Current treatments for endometriosis include surgical excision or hormone therapy, both of which have variable success and carry significant downsides. The limited toolkit is due in part to a lack of basic research into the condition, says Lara Harvey, M.D., an obstetrician and gynecologist at Vanderbilt University Medical Center.
“It’s a relatively underfunded and under-investigated problem, given the broad impact and quality of life issues that it causes,” Harvey said. “It’s frustrating from a patient perspective to have such a limited repertoire of medications and therapies.”
In a new study, Harvey and Kate Chaves, M.D., a fellow in minimally invasive gynecologic surgery, are investigating a previously unexplored factor that could drive the development of endometriosis – the immune response to tissue accumulation in the peritoneum. “If we learn that there is an immunologic component to endometriosis, that brings in a whole new pathway for potential treatments,” Harvey said.
“If we learn that there is an immunologic component to endometriosis, that brings in a whole new pathway for potential treatments.”
A Novel Laboratory Model
This study is part of a larger effort at Vanderbilt to elucidate the etiology of endometriosis using a novel “organ-on-a-chip” model developed by Kevin Osteen, Ph.D., Pierre Soupart Chair of Obstetrics and Gynecology at Vanderbilt. Osteen and colleague Kaylon Bruner-Tran, Ph.D., are using the model to identify environmental chemicals that may influence physiologic processes in ectopic tissues. They have also established several endometriosis mouse models to validate the work.

[Data records]

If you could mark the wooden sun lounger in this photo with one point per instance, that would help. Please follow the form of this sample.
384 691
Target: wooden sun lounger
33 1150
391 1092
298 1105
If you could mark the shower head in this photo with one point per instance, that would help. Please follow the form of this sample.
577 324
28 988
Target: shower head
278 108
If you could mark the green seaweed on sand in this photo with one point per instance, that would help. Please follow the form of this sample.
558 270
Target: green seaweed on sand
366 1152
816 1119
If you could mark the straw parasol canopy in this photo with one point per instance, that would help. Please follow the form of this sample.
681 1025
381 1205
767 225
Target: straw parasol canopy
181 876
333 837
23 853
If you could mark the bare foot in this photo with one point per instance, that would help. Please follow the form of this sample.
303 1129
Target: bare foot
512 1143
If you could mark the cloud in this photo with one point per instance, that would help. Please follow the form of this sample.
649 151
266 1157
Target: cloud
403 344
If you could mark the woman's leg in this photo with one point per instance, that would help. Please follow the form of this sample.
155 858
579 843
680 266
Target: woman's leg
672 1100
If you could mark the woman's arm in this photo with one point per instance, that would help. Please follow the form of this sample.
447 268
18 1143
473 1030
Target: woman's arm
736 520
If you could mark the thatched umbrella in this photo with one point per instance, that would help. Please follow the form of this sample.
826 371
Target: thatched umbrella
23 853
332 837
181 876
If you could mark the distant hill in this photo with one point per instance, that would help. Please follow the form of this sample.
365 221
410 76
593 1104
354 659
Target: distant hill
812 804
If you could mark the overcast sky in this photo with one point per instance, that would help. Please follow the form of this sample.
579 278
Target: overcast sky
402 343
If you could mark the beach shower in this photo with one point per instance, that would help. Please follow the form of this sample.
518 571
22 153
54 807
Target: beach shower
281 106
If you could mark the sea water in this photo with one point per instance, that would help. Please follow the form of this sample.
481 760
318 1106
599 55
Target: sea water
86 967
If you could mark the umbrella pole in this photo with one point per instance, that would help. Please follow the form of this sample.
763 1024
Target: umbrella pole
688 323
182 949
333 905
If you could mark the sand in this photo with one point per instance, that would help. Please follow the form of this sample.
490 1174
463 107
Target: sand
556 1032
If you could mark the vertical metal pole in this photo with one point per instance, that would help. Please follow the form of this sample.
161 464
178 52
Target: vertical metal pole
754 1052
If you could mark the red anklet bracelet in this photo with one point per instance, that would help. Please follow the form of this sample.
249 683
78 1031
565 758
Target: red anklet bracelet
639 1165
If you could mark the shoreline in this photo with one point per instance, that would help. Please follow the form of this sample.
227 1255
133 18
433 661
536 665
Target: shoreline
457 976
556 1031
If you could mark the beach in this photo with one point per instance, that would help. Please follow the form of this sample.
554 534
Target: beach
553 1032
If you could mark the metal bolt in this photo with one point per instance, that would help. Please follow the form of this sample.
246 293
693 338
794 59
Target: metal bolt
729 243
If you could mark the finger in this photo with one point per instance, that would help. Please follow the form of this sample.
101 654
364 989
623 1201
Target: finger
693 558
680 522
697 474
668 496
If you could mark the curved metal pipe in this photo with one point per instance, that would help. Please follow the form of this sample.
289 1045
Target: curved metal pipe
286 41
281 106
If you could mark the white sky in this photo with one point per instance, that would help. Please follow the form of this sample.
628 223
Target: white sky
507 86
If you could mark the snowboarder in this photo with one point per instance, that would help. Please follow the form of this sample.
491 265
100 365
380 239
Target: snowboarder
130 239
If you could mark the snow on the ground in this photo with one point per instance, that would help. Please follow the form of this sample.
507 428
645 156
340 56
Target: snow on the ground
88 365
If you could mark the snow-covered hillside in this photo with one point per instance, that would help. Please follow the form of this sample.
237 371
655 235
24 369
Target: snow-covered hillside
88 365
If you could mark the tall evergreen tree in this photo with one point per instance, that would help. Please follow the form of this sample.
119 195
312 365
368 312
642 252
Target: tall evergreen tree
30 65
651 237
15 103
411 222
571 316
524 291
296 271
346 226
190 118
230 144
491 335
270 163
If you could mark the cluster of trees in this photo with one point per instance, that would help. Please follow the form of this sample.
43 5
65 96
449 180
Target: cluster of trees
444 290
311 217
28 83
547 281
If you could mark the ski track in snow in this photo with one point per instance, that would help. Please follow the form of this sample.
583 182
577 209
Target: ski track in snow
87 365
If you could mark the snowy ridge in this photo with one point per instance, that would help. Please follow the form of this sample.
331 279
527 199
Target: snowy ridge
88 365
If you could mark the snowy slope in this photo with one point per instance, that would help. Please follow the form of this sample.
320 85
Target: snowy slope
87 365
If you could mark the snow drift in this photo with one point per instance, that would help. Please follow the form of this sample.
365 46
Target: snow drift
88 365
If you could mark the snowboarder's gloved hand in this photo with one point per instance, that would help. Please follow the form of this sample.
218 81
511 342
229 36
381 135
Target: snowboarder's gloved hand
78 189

■ WORK TASK 1: From the endometriosis passage, quote the part that opens with the words containing "A Novel Laboratory" and closes with "validate the work.".
■ WORK TASK 2: Name every person mentioned in the endometriosis passage.

■ ANSWER AREA 1:
A Novel Laboratory Model
This study is part of a larger effort at Vanderbilt to elucidate the etiology of endometriosis using a novel “organ-on-a-chip” model developed by Kevin Osteen, Ph.D., Pierre Soupart Chair of Obstetrics and Gynecology at Vanderbilt. Osteen and colleague Kaylon Bruner-Tran, Ph.D., are using the model to identify environmental chemicals that may influence physiologic processes in ectopic tissues. They have also established several endometriosis mouse models to validate the work.

■ ANSWER AREA 2: Lara Harvey, Kate Chaves, Kevin Osteen, Kaylon Bruner-Tran